Given text:
====================

IN PHOTOS: World's landmarks show solidarity with Paris

Christ the Redeemer statue is lit with the colors of France's flag, in solidarity with France after attacks in Paris, in Rio de Janeiro, Brazil, Saturday, Nov. 14, 2015. Multiple attacks across Paris on Friday night left scores dead and hundreds injured. AP/Leo Correa

Photos from the Associated Press

MANILA, Philippines — The Empire State Building is dark in sympathy for the people of Paris after more than 120 people were killed in Friday's series of shootings and explosions.

Saturday is the second consecutive night the 102-story New York landmark is not lit up.

 

 

Other famous landmarks around the world flashed the national colors of France as the world mourns for the victims in the spate of killings.

The 408-foot (125-meter)spire atop One World Trade Center is lit again Saturday night in the colors of the French flag. New York Gov. Andrew Cuomo says the spire will remain lit blue, white and red on Sunday.

====================

Extracted material:

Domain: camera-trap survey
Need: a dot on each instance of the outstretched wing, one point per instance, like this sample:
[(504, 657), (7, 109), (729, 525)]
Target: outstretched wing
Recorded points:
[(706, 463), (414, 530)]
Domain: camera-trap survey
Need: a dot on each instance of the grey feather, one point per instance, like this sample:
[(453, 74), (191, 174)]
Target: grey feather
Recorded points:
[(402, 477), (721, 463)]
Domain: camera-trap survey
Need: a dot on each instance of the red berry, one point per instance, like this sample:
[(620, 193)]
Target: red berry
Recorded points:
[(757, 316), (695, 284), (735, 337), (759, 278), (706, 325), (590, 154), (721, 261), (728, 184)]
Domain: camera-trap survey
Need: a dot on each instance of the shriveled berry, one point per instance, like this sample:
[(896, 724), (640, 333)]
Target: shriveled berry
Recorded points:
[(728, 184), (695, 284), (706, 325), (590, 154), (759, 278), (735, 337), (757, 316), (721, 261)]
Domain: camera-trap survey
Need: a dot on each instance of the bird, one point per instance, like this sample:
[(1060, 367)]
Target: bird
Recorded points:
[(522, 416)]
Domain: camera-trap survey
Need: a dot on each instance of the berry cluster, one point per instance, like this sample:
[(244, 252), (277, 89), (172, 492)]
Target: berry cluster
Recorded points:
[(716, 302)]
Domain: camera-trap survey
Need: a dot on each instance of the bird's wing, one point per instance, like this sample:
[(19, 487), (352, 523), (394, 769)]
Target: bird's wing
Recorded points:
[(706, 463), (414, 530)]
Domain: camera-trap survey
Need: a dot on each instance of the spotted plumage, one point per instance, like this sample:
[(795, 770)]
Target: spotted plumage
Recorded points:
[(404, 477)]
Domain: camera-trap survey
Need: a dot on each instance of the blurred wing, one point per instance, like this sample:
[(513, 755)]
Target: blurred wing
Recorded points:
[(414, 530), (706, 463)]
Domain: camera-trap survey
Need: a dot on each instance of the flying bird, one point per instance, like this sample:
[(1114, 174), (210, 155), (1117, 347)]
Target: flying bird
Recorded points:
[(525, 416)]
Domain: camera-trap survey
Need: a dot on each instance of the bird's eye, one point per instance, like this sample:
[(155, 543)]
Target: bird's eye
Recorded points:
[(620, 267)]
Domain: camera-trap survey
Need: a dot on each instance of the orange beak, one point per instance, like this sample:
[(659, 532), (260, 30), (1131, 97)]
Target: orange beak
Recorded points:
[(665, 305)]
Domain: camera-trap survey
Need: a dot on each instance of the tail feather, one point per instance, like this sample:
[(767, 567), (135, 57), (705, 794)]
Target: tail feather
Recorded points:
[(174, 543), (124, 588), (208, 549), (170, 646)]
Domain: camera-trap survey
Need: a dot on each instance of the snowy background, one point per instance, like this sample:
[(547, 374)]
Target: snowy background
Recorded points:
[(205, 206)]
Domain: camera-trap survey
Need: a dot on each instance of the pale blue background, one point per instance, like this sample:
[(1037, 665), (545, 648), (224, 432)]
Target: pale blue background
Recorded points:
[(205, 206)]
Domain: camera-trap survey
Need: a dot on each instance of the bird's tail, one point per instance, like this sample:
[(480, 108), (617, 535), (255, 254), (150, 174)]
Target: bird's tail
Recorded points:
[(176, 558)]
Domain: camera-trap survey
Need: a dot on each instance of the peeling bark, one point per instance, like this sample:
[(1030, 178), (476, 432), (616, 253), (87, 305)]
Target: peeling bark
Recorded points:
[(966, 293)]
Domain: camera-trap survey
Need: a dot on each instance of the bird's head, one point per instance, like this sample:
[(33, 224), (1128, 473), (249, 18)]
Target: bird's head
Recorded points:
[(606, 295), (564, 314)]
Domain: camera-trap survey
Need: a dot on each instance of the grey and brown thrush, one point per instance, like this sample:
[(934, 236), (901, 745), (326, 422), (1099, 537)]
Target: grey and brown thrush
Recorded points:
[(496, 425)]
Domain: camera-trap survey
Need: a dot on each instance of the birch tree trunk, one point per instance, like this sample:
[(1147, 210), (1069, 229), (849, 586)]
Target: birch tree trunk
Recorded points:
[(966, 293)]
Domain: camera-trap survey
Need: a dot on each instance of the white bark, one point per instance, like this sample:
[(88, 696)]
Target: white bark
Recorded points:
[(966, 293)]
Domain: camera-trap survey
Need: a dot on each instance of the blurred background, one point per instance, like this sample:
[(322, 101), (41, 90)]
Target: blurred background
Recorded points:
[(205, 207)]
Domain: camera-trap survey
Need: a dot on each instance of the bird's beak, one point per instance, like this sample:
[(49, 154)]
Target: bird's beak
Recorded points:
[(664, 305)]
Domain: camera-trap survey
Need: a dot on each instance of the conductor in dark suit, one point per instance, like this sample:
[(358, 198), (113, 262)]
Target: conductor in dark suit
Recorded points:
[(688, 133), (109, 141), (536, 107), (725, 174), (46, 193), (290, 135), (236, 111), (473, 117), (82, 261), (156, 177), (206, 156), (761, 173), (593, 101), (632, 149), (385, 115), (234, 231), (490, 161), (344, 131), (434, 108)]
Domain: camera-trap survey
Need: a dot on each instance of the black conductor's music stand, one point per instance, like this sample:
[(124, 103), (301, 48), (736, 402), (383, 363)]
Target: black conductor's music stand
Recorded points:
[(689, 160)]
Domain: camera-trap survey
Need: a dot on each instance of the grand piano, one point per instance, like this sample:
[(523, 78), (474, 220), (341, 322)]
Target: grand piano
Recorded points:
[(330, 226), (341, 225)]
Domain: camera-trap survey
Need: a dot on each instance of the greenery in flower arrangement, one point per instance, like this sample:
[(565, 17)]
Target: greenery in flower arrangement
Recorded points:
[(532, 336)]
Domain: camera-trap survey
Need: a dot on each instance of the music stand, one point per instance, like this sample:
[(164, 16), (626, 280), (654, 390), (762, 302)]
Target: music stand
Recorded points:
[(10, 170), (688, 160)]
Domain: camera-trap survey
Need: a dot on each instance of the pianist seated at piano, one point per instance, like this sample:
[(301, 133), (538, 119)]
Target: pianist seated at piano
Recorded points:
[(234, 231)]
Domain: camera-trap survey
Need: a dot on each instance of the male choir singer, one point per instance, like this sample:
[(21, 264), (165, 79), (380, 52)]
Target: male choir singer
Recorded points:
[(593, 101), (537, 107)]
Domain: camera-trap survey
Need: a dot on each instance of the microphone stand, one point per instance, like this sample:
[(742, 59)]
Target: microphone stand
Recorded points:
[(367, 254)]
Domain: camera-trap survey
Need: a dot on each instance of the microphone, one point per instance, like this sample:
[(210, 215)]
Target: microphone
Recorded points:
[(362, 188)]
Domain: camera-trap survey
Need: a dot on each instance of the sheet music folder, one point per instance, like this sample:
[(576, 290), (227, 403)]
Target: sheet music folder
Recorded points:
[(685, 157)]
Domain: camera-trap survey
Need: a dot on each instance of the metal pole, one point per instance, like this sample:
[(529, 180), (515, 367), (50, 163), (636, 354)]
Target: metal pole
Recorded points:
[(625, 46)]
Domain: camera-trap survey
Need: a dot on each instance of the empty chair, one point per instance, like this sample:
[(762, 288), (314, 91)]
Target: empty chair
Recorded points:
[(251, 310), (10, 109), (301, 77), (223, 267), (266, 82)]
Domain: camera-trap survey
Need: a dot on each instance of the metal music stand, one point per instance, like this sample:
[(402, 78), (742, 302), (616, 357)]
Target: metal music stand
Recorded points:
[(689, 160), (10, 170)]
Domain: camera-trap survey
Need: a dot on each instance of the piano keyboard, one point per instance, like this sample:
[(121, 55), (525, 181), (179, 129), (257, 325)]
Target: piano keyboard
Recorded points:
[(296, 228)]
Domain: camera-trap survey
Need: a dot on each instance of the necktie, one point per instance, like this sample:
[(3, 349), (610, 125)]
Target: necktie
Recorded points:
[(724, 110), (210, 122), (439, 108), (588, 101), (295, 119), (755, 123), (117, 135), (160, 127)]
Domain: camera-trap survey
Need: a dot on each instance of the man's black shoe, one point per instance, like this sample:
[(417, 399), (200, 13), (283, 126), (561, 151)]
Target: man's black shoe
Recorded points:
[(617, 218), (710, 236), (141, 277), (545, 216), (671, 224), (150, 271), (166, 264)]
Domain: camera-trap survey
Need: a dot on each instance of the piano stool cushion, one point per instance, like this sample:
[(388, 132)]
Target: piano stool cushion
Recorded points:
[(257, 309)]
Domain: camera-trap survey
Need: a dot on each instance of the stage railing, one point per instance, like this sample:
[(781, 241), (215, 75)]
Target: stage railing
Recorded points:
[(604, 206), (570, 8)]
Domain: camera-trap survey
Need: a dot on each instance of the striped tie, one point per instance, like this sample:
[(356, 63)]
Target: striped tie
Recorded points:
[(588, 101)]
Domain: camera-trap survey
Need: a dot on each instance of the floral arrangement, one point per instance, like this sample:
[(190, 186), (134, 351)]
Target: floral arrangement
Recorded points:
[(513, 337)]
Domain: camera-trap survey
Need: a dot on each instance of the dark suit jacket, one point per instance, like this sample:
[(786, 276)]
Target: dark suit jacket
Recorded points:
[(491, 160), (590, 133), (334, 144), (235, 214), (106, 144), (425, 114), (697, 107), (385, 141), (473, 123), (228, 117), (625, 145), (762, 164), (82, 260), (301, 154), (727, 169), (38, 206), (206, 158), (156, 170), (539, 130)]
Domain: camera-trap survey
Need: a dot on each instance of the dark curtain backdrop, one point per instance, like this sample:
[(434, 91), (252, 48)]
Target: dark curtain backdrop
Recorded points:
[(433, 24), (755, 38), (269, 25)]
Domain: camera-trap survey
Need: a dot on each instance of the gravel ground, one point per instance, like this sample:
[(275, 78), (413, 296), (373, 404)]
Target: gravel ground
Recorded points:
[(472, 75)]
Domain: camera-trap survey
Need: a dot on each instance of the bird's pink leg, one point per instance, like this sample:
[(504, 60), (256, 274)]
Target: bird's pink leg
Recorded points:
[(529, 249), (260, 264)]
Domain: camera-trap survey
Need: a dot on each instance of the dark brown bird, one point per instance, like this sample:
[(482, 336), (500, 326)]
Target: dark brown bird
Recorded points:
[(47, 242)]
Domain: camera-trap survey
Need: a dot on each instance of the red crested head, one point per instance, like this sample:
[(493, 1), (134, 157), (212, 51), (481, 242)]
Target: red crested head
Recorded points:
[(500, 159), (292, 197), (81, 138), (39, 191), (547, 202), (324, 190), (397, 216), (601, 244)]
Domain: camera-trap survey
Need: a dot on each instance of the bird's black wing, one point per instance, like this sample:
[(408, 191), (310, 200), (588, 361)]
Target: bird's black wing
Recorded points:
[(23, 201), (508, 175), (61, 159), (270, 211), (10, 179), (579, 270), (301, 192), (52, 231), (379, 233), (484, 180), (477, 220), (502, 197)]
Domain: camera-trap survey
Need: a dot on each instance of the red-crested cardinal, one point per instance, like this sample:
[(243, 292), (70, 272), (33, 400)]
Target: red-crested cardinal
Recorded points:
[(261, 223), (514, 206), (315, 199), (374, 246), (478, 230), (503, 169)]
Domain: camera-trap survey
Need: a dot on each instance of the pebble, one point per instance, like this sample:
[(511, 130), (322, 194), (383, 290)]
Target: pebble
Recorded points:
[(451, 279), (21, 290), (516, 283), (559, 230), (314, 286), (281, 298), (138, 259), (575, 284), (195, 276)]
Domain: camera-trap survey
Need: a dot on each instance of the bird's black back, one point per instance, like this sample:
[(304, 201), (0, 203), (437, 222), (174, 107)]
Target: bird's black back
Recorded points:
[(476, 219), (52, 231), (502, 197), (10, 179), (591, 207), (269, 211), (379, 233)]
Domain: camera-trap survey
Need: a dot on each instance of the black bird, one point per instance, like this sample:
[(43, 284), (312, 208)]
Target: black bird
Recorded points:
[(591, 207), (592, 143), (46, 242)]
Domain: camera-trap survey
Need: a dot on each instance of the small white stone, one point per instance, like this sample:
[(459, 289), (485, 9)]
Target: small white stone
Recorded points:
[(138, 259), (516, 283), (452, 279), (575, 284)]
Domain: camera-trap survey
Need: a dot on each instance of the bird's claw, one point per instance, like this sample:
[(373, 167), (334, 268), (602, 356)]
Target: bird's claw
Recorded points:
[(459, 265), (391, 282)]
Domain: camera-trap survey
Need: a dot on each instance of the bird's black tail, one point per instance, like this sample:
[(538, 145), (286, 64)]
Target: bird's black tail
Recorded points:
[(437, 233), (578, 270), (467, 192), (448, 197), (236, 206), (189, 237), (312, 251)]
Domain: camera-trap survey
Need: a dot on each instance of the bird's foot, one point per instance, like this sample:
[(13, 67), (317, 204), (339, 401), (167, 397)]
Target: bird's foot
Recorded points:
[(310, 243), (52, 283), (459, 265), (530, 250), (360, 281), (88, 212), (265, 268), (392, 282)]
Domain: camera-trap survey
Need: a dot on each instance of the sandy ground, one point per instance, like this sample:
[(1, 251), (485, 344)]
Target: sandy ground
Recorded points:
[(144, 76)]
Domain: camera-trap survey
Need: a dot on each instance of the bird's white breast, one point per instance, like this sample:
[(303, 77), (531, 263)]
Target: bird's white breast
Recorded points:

====================

What to do:
(1) Name every landmark mentioned in the article on landmarks honoring Paris.
(2) Please print the passage of the article on landmarks honoring Paris that opens with the words containing "Photos from the" and closes with "shootings and explosions.".

Solutions below:
(1)
Christ the Redeemer statue
Empire State Building
One World Trade Center

(2)
Photos from the Associated Press

MANILA, Philippines — The Empire State Building is dark in sympathy for the people of Paris after more than 120 people were killed in Friday's series of shootings and explosions.